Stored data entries
********

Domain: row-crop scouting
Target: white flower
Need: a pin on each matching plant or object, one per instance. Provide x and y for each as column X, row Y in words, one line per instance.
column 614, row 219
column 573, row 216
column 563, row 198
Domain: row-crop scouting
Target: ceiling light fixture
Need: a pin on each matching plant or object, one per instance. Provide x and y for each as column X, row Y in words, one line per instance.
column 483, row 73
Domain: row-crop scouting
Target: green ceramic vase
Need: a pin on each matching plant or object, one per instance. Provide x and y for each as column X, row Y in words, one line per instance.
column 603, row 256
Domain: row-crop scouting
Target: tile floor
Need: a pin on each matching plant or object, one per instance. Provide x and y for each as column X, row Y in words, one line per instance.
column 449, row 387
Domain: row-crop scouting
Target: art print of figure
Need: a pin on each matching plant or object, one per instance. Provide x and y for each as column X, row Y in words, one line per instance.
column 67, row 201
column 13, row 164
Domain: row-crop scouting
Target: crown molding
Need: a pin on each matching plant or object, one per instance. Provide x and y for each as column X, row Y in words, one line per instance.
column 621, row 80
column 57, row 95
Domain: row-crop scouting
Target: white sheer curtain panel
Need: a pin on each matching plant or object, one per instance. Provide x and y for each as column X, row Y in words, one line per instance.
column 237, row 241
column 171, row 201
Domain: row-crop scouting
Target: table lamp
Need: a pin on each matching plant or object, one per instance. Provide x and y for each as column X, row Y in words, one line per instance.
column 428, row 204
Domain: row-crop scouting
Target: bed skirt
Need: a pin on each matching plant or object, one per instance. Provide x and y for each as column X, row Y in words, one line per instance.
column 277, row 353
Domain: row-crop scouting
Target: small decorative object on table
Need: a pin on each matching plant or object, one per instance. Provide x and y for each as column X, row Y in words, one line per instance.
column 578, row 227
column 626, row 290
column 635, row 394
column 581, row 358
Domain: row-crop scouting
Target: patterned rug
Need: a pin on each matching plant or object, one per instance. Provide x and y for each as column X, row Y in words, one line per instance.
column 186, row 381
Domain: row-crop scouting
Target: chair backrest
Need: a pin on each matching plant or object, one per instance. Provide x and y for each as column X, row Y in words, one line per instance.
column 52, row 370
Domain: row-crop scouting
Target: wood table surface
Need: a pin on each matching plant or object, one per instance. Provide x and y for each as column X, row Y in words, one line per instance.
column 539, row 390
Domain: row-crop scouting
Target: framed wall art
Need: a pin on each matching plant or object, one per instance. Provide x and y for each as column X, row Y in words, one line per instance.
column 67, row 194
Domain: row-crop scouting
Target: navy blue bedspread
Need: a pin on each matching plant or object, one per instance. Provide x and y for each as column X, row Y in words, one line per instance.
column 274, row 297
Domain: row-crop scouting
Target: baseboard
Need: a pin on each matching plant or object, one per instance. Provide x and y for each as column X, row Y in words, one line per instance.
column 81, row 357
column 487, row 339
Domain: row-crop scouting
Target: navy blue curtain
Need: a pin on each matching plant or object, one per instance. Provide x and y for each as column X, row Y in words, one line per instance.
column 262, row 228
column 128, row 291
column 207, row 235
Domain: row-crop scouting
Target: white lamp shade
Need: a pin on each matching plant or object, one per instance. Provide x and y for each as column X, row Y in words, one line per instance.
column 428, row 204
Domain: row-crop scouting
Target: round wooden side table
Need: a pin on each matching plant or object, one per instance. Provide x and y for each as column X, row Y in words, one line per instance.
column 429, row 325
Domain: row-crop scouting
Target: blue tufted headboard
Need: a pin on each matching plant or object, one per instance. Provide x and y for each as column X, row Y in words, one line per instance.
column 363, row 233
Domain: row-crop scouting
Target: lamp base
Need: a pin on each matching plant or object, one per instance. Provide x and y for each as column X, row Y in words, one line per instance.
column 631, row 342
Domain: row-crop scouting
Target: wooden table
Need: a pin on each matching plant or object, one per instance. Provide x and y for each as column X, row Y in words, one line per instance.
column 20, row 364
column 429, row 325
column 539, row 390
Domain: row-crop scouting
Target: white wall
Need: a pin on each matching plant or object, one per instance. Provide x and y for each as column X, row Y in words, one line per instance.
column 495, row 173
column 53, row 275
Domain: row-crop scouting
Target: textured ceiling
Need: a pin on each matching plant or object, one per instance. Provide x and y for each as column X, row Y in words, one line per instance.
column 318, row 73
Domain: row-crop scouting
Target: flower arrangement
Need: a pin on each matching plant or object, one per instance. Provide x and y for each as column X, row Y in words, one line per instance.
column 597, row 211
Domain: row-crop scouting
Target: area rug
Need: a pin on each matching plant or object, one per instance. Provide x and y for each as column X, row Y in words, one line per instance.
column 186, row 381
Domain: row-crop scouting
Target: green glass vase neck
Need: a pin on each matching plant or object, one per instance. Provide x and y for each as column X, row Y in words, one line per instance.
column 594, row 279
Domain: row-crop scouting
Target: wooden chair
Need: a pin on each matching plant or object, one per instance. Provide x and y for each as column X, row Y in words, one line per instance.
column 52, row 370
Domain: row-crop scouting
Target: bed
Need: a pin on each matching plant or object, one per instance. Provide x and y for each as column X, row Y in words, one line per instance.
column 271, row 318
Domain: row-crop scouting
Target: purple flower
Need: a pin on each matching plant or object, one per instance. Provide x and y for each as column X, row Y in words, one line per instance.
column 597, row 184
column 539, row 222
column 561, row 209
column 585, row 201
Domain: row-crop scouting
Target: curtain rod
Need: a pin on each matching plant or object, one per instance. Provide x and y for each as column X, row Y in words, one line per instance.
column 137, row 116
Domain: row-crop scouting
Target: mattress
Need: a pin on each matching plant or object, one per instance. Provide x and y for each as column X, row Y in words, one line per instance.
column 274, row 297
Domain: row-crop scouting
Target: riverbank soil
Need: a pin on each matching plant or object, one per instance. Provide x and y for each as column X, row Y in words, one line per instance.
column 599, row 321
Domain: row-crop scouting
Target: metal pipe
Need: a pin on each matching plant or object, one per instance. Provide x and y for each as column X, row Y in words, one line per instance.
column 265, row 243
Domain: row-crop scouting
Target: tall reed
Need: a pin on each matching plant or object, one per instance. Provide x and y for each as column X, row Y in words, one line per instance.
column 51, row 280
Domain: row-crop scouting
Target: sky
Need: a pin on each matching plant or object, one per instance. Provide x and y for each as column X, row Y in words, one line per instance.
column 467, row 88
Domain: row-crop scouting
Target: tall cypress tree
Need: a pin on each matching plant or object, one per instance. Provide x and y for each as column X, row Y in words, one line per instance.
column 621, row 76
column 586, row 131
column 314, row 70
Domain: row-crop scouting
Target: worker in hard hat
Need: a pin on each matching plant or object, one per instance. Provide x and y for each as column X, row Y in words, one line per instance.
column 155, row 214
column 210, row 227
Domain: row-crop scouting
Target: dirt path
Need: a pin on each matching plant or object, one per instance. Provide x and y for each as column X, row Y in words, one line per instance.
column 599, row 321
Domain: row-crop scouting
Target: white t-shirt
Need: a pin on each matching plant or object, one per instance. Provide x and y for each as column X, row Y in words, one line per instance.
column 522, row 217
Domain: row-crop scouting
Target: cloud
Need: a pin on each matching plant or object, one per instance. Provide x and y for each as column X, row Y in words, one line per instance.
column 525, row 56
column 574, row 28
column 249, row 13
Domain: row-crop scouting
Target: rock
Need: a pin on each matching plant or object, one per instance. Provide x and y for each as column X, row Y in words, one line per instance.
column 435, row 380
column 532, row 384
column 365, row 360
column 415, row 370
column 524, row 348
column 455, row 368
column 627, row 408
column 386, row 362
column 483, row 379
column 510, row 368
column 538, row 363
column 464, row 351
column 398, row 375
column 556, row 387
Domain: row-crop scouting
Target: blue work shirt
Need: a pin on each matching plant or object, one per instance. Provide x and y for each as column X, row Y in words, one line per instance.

********

TASK DESCRIPTION:
The answer must consist of every line from the records above that holds "chair".

RESULT:
Target: chair backrest
Target: wooden chair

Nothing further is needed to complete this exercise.